== THE TASK ==
Your task is to extract the lines from the one holding "of the metal" through the end of the material. Set them down exactly and add nothing.

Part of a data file
━━━━━━━━━━━━━━━━━━━━━━━━━━━━━━
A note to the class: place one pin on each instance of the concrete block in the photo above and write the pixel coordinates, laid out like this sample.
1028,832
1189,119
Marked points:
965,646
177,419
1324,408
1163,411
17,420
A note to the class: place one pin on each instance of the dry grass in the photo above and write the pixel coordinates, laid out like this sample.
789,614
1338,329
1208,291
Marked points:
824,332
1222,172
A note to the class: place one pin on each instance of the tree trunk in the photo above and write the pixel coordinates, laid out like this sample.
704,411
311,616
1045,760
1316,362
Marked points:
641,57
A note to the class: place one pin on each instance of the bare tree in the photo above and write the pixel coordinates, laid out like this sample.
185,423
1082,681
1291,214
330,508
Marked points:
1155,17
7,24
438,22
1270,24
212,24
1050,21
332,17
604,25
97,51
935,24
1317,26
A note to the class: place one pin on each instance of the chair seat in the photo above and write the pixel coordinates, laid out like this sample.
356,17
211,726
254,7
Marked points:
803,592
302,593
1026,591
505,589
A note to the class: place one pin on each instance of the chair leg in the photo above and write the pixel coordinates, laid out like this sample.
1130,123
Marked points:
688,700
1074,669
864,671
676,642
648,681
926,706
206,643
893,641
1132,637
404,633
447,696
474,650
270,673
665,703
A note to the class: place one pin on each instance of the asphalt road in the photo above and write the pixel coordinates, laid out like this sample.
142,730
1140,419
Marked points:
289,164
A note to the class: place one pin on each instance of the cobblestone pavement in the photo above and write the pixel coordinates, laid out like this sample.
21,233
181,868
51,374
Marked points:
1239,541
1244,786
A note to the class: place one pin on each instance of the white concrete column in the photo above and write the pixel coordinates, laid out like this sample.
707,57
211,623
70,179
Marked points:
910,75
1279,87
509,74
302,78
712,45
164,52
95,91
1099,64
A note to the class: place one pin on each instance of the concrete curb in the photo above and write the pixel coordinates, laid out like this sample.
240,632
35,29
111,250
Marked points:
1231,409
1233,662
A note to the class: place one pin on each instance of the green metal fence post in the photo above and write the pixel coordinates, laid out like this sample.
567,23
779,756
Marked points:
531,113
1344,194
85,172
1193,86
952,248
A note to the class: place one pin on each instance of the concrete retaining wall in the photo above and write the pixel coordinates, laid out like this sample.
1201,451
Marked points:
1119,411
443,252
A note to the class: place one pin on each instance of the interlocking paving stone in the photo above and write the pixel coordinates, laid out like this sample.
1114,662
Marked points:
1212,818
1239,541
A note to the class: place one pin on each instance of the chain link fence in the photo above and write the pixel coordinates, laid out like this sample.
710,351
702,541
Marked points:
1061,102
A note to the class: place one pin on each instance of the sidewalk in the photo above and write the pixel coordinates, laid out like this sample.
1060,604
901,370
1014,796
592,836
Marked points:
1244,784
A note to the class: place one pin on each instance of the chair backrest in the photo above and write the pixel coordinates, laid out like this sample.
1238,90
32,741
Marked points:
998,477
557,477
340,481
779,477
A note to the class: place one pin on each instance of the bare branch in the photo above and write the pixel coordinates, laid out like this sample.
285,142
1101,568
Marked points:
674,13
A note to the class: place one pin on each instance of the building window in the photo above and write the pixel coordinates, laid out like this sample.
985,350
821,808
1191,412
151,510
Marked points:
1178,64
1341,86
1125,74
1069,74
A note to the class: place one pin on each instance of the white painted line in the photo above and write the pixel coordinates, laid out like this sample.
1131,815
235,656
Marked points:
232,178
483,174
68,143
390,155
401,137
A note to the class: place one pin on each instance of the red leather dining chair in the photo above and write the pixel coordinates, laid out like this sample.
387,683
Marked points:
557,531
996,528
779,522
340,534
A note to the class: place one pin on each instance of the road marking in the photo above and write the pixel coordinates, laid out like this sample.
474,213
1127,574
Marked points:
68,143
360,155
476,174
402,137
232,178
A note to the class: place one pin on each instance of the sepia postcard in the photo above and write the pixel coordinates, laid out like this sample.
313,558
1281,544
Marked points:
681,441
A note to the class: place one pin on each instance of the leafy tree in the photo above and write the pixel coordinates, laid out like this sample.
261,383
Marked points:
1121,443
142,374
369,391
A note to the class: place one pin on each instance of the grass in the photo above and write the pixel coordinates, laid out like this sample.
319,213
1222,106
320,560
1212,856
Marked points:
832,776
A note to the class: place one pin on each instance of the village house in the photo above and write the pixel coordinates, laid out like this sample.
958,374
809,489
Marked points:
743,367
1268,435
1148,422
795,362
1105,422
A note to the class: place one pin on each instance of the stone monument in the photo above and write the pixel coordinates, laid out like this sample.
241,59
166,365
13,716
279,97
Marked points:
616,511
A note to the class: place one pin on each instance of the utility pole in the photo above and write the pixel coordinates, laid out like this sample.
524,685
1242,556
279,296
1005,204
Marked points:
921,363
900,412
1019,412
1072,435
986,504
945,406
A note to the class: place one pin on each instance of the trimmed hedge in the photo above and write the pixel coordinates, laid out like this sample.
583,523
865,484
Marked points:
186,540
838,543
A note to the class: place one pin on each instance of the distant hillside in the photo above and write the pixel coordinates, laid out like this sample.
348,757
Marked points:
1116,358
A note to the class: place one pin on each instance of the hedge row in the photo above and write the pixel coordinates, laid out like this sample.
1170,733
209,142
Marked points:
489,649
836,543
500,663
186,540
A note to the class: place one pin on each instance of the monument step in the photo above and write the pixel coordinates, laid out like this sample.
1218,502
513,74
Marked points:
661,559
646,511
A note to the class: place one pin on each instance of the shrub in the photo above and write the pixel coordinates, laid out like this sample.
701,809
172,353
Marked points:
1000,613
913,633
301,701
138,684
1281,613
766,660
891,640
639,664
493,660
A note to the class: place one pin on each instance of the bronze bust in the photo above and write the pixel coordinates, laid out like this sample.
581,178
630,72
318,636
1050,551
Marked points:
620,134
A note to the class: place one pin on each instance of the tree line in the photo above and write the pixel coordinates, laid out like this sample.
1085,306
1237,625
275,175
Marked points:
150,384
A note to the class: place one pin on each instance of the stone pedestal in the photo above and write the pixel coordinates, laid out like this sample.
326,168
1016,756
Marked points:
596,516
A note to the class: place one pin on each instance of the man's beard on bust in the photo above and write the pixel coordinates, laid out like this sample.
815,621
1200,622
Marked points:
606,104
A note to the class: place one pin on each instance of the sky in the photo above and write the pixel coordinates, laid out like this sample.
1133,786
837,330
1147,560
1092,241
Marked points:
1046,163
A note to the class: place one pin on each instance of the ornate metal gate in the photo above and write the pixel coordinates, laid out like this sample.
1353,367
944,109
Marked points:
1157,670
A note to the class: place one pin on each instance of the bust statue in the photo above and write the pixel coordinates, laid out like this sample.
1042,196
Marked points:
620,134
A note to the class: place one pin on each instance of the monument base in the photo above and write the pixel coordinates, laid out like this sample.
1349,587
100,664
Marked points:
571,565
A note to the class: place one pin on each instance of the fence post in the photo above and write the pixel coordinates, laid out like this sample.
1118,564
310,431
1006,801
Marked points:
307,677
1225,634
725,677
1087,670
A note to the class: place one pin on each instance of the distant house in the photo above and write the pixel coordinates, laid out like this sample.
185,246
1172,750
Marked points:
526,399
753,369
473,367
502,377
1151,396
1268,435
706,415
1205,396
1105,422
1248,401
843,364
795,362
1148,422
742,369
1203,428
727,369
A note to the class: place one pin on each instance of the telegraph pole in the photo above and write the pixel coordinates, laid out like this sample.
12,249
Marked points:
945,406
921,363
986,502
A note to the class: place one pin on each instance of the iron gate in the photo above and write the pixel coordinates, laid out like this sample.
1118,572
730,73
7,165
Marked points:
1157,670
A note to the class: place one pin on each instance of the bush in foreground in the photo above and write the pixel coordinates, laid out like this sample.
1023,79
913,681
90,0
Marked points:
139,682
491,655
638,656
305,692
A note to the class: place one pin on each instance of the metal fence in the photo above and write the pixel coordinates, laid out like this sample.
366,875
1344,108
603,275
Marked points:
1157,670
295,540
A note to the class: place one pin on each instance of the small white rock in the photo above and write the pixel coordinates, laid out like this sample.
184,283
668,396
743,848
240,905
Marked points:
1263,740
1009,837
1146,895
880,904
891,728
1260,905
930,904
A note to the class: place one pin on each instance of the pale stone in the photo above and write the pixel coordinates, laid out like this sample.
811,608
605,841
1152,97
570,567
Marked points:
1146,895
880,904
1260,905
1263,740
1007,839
━━━━━━━━━━━━━━━━━━━━━━━━━━━━━━
== EXERCISE SOLUTION ==
A note to the class: place one pin on each instance of the metal fence in the photo above and write the pixel coordinates, laid out like this sample.
366,875
1344,108
603,275
Marked points:
1157,670
295,540
A note to the class: place one pin on each instance of the small white rock in the photo above and write the pixel coordinates, laid out like this sample.
184,283
668,396
743,848
240,905
Marked points:
1263,740
1009,837
1146,895
880,904
891,728
1260,905
930,904
A note to the class: place one pin on each instance of the pale stone in the photo above and write the pixel coordinates, laid out like this sample.
811,608
605,841
1152,97
570,567
Marked points:
1146,895
880,904
1260,905
1263,740
1007,839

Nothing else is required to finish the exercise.